-------- Text --------

If you want the Force to be with your marriage, what better way is there than emulating the style of Padmé Amidala’s wedding dress? Okay, so that may be slightly ambitious, as the dress is very complicated. But, it would make a beautiful tribute to the film series, or a wedding on 4th May. However, before we get too carried away, let’s look at the dress the Star Wars character wore to her wedding.
The forbidden love between Padmé, a queen and senator, and Anakin, a Jedi, is reminiscent of great love stories. Think, for example, of the love between Romeo and Juliet or Tristan and Isolde.
Star Wars: Attack of The Clones was the second instalment of the Star Wars Prequel Trilogy. The award-winning actress Natalie Portman played Padmé Amidala – she was just 16 when George Lucas cast her. In this film, the relationship between Padmé and Anakin develops.
The pair met ten years previously and now, with Padmé’s life in danger, Anakin is sent to protect her. It is not “love at first sight”, but rather a gentle tension that blossoms into the forbidden relationship.
However, even though Padmé swore herself off the distraction of love, and Jedis are not permitted to form romantic attachments, the two soon fall completely for each other. They marry in a short scene, long enough for viewers to become enamoured with her wedding dress. (Incredibly, for how short this scene is, the making of her wedding dress probably cost around $60,000!)

--------

▶ [What this task involves]: According to the text about Padmé Amidala's wedding dress, how old was Natalie Portman when George Lucas cast her?

-------- Source material --------

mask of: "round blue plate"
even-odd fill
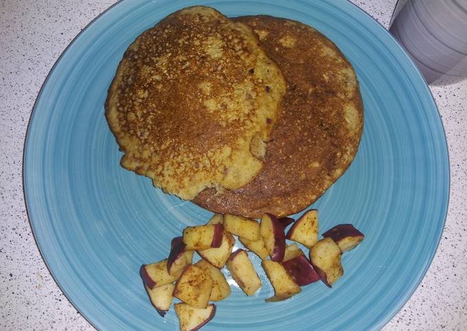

--------

▶ [Response to this exercise]: She was 16.